Filter the entries, keeping every line with the word "positive".

(SOURCE RECORDS)

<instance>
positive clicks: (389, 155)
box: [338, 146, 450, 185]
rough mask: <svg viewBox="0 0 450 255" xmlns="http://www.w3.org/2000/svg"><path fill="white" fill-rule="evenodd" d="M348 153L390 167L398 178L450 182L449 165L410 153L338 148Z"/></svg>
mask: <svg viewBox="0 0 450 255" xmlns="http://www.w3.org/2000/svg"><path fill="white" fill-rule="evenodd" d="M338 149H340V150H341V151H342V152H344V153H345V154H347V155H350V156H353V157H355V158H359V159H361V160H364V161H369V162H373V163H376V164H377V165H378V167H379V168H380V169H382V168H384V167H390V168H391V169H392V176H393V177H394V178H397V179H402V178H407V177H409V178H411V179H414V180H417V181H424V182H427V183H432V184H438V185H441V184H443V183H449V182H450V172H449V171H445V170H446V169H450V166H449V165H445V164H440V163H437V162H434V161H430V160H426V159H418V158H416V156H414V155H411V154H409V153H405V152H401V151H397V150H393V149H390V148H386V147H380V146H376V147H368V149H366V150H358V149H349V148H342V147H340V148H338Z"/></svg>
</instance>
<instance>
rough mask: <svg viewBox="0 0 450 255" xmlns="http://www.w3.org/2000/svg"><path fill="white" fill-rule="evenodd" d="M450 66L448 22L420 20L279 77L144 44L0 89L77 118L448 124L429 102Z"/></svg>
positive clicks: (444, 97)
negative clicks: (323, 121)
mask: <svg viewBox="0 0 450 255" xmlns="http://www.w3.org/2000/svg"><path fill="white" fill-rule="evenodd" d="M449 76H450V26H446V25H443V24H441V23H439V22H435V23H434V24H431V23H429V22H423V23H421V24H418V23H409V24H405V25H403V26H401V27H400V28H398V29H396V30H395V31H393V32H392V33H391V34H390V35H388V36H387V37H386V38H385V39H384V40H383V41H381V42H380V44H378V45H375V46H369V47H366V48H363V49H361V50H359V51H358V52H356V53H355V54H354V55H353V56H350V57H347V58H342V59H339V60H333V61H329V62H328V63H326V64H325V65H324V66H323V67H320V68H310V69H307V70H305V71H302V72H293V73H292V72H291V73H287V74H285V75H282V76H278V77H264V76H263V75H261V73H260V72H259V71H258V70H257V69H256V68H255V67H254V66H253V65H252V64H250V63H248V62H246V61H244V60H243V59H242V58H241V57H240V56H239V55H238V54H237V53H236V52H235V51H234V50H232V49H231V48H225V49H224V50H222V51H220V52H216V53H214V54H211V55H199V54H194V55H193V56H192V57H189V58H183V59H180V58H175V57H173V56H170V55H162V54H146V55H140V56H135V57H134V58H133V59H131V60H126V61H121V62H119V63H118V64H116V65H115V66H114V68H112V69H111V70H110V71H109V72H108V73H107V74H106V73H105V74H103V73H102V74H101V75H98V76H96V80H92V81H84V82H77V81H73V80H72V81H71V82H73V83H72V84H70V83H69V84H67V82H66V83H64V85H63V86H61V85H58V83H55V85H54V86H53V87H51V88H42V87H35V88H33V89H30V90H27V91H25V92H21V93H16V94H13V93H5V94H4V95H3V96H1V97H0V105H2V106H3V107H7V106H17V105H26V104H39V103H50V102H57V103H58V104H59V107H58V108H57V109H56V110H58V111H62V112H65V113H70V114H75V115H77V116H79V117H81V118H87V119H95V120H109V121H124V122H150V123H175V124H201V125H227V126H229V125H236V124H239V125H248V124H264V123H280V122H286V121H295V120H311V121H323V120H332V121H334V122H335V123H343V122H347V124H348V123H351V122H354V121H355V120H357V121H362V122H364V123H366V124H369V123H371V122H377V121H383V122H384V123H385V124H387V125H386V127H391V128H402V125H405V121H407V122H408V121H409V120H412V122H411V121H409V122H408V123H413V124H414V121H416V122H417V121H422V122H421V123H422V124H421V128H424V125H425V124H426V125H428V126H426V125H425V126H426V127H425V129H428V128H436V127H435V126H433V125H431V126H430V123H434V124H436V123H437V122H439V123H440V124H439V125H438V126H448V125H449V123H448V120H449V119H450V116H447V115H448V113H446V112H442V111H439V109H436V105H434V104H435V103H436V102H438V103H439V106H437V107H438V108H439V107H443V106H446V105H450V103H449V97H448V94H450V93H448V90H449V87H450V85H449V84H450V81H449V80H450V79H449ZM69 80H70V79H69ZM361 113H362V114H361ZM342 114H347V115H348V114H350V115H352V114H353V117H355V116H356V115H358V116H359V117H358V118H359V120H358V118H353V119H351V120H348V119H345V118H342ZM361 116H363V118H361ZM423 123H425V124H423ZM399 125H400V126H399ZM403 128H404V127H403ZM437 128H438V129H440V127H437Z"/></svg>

(End SOURCE RECORDS)

**RESULT BELOW**
positive clicks: (389, 155)
positive clicks: (444, 97)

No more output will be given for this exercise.